» **WHAT THE TASK REQUIRES**
The records shown below are to be repeated exactly and completely.
━━━━━━━━━━━━━━━━━━━━━━━━━━━━━━
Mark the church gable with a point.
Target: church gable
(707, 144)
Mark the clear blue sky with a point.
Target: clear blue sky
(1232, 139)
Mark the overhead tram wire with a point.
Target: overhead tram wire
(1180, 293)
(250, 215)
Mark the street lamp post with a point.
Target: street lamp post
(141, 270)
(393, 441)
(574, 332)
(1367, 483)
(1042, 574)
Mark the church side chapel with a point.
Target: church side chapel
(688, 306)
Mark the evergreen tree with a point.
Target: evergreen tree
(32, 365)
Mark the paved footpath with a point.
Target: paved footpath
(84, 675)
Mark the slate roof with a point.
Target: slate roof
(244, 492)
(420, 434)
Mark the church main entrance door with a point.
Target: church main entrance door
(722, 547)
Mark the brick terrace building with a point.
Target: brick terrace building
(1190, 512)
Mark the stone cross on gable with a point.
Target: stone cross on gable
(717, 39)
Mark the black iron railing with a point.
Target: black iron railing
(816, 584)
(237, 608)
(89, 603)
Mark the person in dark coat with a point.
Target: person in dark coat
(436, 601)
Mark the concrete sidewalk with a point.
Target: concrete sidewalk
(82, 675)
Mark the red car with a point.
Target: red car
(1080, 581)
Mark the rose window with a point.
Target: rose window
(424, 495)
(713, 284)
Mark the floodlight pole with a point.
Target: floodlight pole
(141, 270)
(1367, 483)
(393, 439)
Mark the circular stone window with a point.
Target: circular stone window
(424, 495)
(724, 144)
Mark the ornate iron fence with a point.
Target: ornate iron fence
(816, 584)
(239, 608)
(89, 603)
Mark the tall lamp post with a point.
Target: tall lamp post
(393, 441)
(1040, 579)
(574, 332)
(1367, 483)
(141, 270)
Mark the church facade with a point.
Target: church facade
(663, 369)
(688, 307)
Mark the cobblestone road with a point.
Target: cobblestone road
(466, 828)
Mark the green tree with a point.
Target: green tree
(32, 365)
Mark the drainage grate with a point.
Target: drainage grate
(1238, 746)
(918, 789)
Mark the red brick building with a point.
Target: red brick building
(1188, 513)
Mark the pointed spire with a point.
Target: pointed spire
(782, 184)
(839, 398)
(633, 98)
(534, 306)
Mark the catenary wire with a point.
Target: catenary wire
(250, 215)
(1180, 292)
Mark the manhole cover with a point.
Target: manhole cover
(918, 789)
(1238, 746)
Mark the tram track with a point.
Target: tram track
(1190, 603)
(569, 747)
━━━━━━━━━━━━━━━━━━━━━━━━━━━━━━
» **PROBLEM SOLUTION**
Mark the church gable with a point.
Target: church gable
(707, 144)
Mark the clear blue sky with a point.
Target: clear blue sky
(1232, 139)
Mark the overhead tram wire with a point.
Target: overhead tram wire
(1180, 293)
(250, 215)
Mark the street lamp post with a point.
Target: street lamp post
(141, 270)
(393, 441)
(574, 332)
(1367, 483)
(1042, 574)
Mark the church side chapel with a point.
Target: church side chapel
(688, 306)
Mark the evergreen tree with a point.
Target: evergreen tree
(32, 365)
Mark the paved footpath with a point.
Target: paved footpath
(84, 675)
Mark the slate roof with a point.
Target: slate roof
(244, 492)
(420, 434)
Mark the church main entrance door with a point.
Target: church main entrance door
(722, 547)
Mark the brick terrace building with a point.
Target: brick terrace building
(1190, 512)
Mark the stone cross on gable with a point.
Target: stone cross on gable
(717, 39)
Mark the black iron railing with a point.
Target: black iron railing
(816, 584)
(237, 608)
(89, 603)
Mark the person in dark coat with a point.
Target: person in dark coat
(436, 601)
Mark the concrete sidewalk with a point.
Target: concrete sidewalk
(82, 675)
Mark the red car with a point.
Target: red car
(1080, 581)
Mark the rose window with a point.
Target: rose window
(424, 495)
(713, 284)
Mark the floodlight pole with a point.
Target: floodlight pole
(141, 270)
(1367, 483)
(393, 439)
Mark the circular stone window with a point.
Target: circular stone window
(424, 495)
(724, 144)
Mark the ornate iron fence with a point.
Target: ornate iron fence
(816, 584)
(239, 608)
(89, 603)
Mark the tall lamp post with a point.
Target: tall lamp post
(393, 441)
(1040, 579)
(574, 332)
(1367, 483)
(141, 270)
Mark the church facade with a point.
Target: church facade
(663, 369)
(688, 307)
Mark the cobblestone road with a point.
Target: cobblestone road
(466, 828)
Mark the green tree with a point.
Target: green tree
(32, 365)
Mark the drainage grate with a point.
Target: drainage grate
(1238, 746)
(918, 789)
Mark the red brick building with a point.
Target: red brick building
(1188, 513)
Mark the pointed spire with a point.
Target: pointed spire
(782, 184)
(839, 398)
(633, 98)
(534, 306)
Mark the catenary wire with a point.
Target: catenary wire
(250, 215)
(1180, 292)
Mark the manhole cover with a point.
Target: manhole cover
(918, 789)
(1238, 746)
Mark the tram track with a point.
Target: tram track
(1190, 603)
(569, 747)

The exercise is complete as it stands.